(EXTRACT PROVIDED begins)
There’s a great place down the street and the delivery guy can usually get
through police lines.”
The revolution that started with so much optimism
has only increased poverty in Egypt. Foreign investors have fled and 100,000
people lose their jobs every month, according to experts.
Egypt today is
struggling.
Revolutions are a messy, heartbreaking business.
Two
years ago, the opposition took to the streets and was united in its explosive
call: Down with Hosni Mubarak.
The world held its breath in admiration as
Mubarak wavered and then fell, ending a 30 year dictatorship. Two years later,
the protesters got their wish, but public opinion has splintered into a myriad
of different directions as the economy disintegrates.
A few, like Khaled,
a medical student, preached patience: “I don’t like his policies, but I am for
the president,” he said. “He has only had seven months, we need more
time.”
Others are more militant, and have refused to work within the
system for a democratic change of power because they believed it is useless.
(EXTRACT PROVIDED ends)
TASK REQUIREMENTS:
a) In the excerpt on Egypt's revolution, why does Khaled say he supports the president even though he dislikes his policies? Answer in one to three sentences.
b) Carry on the excerpt about Egypt's revolution, starting right after its last sentence.
(LISTED ENTRIES begins)
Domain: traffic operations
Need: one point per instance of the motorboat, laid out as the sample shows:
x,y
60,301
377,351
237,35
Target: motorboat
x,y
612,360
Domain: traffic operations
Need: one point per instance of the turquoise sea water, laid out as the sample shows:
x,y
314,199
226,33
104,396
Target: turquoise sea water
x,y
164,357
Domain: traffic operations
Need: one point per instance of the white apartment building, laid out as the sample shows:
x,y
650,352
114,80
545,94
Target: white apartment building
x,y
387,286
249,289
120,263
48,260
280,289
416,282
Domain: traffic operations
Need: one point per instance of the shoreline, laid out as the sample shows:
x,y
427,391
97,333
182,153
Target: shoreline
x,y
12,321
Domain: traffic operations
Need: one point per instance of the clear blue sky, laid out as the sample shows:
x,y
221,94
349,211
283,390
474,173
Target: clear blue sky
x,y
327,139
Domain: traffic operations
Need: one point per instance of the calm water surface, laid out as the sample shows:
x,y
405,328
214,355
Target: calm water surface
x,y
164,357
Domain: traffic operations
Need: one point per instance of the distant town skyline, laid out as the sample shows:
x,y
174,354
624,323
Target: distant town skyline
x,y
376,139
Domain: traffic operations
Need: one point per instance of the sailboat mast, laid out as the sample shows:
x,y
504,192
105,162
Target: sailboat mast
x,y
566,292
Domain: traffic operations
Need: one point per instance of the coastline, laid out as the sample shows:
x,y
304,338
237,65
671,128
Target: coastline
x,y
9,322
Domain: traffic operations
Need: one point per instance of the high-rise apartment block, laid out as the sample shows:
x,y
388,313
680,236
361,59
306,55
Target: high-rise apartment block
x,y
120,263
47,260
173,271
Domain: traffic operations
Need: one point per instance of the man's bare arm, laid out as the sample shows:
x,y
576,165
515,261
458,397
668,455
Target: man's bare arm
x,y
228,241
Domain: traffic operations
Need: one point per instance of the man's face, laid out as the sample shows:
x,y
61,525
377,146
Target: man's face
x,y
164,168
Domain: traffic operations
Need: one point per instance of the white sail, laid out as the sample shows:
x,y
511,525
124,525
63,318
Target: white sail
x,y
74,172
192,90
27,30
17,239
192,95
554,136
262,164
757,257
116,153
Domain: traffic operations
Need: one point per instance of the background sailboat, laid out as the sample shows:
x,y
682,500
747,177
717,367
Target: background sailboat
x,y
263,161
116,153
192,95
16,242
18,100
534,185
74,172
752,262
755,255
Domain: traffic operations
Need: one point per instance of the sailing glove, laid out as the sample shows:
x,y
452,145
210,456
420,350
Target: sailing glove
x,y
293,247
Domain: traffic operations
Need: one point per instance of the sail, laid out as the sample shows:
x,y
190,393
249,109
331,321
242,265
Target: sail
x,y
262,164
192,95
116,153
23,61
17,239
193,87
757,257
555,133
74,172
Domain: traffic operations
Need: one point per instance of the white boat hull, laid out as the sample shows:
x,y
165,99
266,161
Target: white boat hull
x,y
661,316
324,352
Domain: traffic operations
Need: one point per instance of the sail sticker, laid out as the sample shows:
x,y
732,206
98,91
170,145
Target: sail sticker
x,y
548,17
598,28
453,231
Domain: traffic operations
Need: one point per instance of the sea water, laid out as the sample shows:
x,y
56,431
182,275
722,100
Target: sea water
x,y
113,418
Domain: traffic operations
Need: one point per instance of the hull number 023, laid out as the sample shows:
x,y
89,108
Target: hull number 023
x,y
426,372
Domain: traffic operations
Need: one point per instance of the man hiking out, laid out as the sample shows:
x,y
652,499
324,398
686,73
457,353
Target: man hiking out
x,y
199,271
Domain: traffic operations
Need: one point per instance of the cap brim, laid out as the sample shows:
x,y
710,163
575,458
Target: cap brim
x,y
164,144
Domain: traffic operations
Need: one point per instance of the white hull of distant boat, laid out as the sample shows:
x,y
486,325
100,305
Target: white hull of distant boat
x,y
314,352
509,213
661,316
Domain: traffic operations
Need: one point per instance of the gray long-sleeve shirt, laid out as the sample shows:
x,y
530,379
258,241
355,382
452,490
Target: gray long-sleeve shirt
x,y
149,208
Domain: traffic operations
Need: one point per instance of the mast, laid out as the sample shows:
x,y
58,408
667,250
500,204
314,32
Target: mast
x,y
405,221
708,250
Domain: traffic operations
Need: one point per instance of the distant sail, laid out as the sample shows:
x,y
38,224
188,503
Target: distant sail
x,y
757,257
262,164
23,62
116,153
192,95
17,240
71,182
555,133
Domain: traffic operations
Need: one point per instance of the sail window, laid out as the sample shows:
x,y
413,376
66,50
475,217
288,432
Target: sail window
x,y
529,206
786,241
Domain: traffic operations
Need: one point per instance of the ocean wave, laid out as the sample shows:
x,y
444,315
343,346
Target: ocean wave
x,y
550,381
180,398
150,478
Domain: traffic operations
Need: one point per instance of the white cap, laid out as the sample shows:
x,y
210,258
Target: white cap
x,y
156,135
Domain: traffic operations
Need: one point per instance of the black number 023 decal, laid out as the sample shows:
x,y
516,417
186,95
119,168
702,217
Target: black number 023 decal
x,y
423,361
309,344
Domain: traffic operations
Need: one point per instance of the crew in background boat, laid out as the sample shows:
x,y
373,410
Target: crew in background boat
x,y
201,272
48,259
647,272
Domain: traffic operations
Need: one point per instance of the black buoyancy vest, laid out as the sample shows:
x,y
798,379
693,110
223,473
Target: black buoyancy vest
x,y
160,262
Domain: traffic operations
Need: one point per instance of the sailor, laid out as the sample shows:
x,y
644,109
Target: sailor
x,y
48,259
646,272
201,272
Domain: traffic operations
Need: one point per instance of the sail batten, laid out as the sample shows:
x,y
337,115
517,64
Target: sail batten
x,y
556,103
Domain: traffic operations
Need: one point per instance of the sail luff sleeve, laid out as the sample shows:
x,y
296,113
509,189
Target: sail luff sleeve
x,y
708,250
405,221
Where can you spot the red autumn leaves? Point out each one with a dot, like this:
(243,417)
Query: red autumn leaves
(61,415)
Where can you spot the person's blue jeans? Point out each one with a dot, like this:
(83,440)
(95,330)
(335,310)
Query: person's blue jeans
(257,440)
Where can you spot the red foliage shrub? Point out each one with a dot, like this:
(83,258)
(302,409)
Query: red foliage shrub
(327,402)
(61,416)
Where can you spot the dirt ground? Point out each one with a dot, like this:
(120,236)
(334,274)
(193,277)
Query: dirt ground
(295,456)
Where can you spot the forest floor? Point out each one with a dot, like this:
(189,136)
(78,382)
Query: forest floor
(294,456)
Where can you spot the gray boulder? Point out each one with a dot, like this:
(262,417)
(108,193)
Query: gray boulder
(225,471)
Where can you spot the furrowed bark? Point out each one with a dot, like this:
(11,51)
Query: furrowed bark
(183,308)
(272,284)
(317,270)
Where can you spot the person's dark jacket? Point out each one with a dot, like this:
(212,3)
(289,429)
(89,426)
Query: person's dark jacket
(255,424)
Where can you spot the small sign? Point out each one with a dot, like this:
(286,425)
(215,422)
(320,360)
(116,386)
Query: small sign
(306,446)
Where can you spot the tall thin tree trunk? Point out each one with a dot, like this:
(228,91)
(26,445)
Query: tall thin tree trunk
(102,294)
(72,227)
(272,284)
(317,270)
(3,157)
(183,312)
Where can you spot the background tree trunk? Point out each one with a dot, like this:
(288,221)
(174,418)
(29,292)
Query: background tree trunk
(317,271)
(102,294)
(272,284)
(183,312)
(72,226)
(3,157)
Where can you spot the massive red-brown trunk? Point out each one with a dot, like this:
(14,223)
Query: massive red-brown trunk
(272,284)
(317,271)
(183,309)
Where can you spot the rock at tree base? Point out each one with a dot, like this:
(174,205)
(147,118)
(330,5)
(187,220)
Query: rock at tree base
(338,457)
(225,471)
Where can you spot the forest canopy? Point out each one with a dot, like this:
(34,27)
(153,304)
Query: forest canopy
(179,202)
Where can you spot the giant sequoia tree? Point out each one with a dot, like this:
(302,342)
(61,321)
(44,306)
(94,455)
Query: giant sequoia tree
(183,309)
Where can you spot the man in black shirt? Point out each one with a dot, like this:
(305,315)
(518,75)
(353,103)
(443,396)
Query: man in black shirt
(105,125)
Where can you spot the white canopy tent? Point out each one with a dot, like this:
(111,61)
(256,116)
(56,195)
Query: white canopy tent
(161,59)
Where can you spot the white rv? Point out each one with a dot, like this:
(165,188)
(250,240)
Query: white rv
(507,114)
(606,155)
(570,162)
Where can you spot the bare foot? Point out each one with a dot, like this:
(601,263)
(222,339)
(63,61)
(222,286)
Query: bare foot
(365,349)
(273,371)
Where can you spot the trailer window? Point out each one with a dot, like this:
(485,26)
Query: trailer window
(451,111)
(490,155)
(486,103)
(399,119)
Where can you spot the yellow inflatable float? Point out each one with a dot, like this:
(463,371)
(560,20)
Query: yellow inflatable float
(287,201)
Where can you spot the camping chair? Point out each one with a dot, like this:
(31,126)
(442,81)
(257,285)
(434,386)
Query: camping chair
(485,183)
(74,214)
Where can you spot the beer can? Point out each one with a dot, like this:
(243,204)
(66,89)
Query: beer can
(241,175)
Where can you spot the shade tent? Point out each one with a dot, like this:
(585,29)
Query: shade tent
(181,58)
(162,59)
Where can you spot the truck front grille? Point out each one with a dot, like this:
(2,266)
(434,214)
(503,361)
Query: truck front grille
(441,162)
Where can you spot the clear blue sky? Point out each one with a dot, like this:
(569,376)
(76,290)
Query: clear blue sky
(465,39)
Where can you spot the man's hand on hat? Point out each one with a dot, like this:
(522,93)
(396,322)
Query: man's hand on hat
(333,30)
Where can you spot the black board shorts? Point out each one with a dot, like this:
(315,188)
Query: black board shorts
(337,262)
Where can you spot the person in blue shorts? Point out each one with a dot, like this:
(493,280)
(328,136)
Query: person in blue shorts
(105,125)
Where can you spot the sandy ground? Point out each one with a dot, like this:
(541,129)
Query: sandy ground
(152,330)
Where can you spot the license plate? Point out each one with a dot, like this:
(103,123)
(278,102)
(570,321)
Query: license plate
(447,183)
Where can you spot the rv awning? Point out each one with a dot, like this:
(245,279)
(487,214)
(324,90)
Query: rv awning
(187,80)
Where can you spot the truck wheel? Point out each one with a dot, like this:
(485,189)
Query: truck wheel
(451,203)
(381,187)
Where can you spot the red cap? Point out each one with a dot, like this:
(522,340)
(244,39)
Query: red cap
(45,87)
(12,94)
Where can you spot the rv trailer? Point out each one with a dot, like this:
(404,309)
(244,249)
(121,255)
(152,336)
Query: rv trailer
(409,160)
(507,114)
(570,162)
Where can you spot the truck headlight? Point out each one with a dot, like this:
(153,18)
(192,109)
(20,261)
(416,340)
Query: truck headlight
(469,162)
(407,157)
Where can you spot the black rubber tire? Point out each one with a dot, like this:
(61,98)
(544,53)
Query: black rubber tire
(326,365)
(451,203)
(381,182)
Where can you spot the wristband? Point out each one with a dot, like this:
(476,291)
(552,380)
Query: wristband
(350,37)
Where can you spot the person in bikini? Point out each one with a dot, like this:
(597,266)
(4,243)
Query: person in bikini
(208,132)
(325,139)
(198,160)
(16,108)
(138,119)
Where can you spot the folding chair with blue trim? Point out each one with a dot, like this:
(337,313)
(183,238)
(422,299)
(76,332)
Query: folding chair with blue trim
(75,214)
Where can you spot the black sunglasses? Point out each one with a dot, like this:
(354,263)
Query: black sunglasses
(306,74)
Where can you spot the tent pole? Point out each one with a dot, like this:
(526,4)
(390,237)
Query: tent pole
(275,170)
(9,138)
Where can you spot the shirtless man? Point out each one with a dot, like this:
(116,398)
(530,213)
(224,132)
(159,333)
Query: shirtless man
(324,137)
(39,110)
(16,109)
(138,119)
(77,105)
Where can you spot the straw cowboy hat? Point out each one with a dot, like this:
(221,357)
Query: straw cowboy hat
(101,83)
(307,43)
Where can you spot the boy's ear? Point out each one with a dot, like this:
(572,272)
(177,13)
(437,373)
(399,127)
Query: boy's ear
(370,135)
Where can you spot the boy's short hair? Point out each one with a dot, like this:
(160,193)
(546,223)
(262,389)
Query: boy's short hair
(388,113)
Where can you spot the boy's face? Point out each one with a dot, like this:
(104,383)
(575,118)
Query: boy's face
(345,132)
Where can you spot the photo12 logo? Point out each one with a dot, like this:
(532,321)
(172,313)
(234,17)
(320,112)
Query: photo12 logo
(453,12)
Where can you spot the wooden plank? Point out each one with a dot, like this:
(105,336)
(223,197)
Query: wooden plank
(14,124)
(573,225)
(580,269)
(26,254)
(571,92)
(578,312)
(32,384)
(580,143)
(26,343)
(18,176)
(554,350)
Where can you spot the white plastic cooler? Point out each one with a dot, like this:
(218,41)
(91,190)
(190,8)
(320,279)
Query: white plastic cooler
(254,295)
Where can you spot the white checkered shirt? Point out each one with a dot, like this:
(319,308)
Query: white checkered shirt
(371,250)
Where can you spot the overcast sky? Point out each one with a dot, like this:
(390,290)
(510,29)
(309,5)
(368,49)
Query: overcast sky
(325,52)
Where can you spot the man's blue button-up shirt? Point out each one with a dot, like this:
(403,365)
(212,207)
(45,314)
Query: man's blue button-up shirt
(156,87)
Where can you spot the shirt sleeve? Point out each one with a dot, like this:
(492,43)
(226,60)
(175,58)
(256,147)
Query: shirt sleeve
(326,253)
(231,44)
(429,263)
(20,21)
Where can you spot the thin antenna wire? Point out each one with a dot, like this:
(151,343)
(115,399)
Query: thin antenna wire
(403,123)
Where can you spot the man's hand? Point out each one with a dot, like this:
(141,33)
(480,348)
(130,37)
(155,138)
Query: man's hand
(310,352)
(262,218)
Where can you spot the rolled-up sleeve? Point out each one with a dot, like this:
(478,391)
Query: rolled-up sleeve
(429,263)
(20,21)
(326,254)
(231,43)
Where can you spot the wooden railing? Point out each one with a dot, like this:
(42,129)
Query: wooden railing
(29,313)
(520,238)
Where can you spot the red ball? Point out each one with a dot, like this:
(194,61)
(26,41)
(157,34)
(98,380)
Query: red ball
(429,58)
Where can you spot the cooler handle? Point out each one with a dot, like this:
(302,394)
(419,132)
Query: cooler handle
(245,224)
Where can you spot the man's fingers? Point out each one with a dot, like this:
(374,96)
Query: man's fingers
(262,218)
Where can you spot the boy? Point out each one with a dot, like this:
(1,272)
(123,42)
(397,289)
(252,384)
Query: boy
(LISTED ENTRIES ends)
RESULTS IN ORDER:
a) Khaled says the president has had only seven months in office and needs more time.

b)
“We’re not going to wait four years [until the end of Morsi’s term] without
freedom and democracy,” said Magdi, a veteran leader in the Building Egypt
activist group. “If we wait four years, they’re going to stay for 100 years,” he
said.
Many others yearn for the stability of Mubarak, something they
never thought they’d do.
“I’m afraid for the future, I don’t know what
will happen,” said Petra, a Coptic Christian who works in an enormous tourist
store in the old Coptic Christian quarter of Cairo.
“I was happy for the
revolution, but now I am not,” she said, sitting outside the darkened shop. As a
way to save money, the store only turns on the electricity when tourists come
by. As for the fear of living as a Copt under the Muslim Brotherhood, Petra
throws her eyes heavenward. “God save us,” she said. “All of my relatives tried
to go to America.”
Tales of woe abound across Egypt. Sitting in a coffee
shop, Ali said he supported the revolution until inflation got out of control.
In the past two months, the Egyptian pound has lost approximately 10 percent of
its value, nearly putting his downtown store out of business.
As the
instability drags on, the feeling in Cairo is one of frustration and
resignation.
While caught up in the ecstasy of the 18-day revolution, no
one was prepared for the challenges that come the morning after a dictator
falls: when the country must create democratic institutions from
scratch.
The longer the country is in political limbo, the further their
economy will have to claw its way back up to 2010 levels.
Downtown, the
historically the commercial heart of the city is increasingly isolated as
drivers never know which roads will be open, and avoid the area
altogether.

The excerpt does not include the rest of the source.